-------- ITEMS
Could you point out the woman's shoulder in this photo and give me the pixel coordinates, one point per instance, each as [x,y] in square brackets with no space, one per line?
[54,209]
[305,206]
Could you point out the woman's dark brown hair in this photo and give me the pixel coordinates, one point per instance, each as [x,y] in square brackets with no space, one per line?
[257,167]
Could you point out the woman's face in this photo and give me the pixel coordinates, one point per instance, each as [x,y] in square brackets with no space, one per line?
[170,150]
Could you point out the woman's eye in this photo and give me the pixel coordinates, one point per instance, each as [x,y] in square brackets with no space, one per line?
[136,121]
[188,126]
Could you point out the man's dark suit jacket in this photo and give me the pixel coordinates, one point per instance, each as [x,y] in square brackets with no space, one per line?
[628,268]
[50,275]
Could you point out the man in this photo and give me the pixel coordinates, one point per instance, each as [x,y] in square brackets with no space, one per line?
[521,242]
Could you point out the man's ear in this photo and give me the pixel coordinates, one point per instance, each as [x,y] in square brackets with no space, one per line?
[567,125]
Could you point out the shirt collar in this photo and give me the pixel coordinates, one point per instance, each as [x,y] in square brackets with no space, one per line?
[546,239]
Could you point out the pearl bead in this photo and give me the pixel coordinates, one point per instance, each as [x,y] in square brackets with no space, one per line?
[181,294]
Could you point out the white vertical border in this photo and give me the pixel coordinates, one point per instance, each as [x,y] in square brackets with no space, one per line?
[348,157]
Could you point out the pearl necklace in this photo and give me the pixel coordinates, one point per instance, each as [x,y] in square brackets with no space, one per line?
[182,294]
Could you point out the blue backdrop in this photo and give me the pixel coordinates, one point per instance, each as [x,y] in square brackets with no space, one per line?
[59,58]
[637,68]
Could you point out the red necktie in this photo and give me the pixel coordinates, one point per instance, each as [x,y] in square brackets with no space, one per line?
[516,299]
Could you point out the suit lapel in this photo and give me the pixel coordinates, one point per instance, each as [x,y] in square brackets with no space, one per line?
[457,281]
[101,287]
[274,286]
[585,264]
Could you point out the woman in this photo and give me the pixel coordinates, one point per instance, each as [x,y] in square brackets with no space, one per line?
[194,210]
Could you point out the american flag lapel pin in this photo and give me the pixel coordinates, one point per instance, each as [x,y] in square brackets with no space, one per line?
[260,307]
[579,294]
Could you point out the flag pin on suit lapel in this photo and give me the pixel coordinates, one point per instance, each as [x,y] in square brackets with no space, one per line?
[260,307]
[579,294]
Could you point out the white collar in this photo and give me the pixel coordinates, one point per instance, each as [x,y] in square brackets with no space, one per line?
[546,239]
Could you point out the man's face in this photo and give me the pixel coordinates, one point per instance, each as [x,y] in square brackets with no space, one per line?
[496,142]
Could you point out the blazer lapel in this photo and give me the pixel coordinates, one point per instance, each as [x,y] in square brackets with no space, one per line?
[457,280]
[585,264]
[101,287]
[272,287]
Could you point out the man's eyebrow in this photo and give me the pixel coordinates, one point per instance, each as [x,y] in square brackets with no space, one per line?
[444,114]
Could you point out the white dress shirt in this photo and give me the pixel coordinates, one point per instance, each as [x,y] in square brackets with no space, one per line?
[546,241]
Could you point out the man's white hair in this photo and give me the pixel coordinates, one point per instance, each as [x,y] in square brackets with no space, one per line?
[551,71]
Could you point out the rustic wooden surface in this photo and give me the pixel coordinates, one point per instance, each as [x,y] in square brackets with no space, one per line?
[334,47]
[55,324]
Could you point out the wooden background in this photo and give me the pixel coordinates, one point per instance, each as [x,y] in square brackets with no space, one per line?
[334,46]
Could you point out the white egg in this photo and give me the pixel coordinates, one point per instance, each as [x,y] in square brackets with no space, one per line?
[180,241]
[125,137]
----------------
:: INSTRUCTIONS TO FOLLOW ::
Each entry must be reproduced verbatim.

:: REPLY TO THE TASK ::
Could you point out the woman's shoulder in this photo and give me the pixel coordinates, one point per instance, each as [x,y] in square brackets with no space, one per line?
[54,209]
[305,206]
Could you point out the woman's dark brown hair in this photo and give me the pixel coordinates, one point per instance, each as [x,y] in square brackets with no space, one per line?
[257,167]
Could you point out the woman's face in this photo and give me the pixel coordinates, one point per instance, each as [x,y] in square brackets with no space, one per line?
[170,150]
Could you point out the woman's eye in this photo and give me the pixel coordinates, one point per instance, each as [x,y] in square brackets with no space, one per line?
[136,121]
[188,126]
Could you point out the man's dark suit jacket in this photo and give me the pixel coordinates, one point per instance, each as [x,y] in square brackets with no space, one per line?
[628,268]
[50,275]
Could you point out the man in this photo and give me the pixel coordinates, one point per instance, each as [x,y] in square brackets with no space, one per line?
[521,242]
Could you point out the man's ear in this photo and give me the pixel coordinates, one point per instance, each as [x,y] in square brackets with no space, one per line?
[567,125]
Could you point out the shirt collar in this photo and give me the pixel coordinates, one point per instance, each as [x,y] in square brackets with no space, one per line?
[546,239]
Could you point out the pearl bead in this photo and give me the pixel coordinates, one point per instance, each as [x,y] in square brackets with no space, one per line?
[181,294]
Could you point out the white vertical border in this photo and give me the pixel coordinates, one point per instance, each as [x,y] in square brackets with no space, one per line?
[348,157]
Could you point out the pearl necklace in this photo and give me the pixel coordinates, one point per instance, each as [x,y] in square brackets with no space, one per line?
[182,294]
Could you point out the blue backdrop in this photo and give me the pixel coordinates, one point per instance, each as [x,y] in square brackets with no space, one per line?
[59,58]
[637,68]
Could you point out the red necktie in this photo and give me the pixel coordinates, one point per instance, each as [x,y] in square brackets with no space, one per line?
[516,299]
Could you point out the suit lapel in this photo and give me the pixel coordinates, one point per instance, each as [x,y] in square brackets with no space, one per line?
[457,281]
[101,287]
[274,286]
[585,264]
Could you point out the woman in this photo and give me the pixel coordinates, one point per instance, each as [x,y] in square brackets with no space, one per line?
[194,210]
Could you point out the american flag lapel pin in this photo and give me the pixel coordinates, one point per instance, each as [x,y] in square brackets with no space, one per line?
[260,307]
[579,294]
Could you point out the flag pin on suit lapel in this photo and give me the pixel coordinates, one point per instance, each as [x,y] in square brackets with no space, one per line?
[260,307]
[579,294]
Could you point out the white collar in this photo and give me the pixel coordinates, one point per instance, each as [x,y] in square brackets with no space, one per line?
[546,239]
Could you point out the man's face in this photo and give me the pixel coordinates, one point per instance, each as [x,y] in square brackets with no space, one per line?
[496,142]
Could you point out the blazer lapel in this photo and give me the pixel coordinates, one point per instance, each as [x,y] in square brackets with no space, one per line?
[457,280]
[585,264]
[101,287]
[272,287]
Could you point out the man's eyebrow in this photo and give me the pixel coordinates, one point per instance, each as [x,y] in square brackets with no space, one per line?
[444,114]
Could you point out the white dress shirt in this photo and give me the pixel coordinates, one point per instance, each as [x,y] in square brackets with no space, one per line?
[546,241]
Could you point out the man's white hair in this photo and give me the pixel coordinates, one point per instance, each as [x,y] in square brackets with no space, one per line?
[551,71]
Could you point out the rustic wooden surface in this photo and give me the pixel coordinates, one point per instance, each as [x,y] in square brackets with no space, one per line?
[334,47]
[55,324]
Could you point out the wooden background in this photo and give me the pixel coordinates, one point per instance, each as [x,y] in square brackets with no space, one per line?
[334,46]
Could you point out the white egg in this photo and give me the pixel coordinates, one point per instance, each as [x,y] in square brackets with no space, one per line?
[180,241]
[125,137]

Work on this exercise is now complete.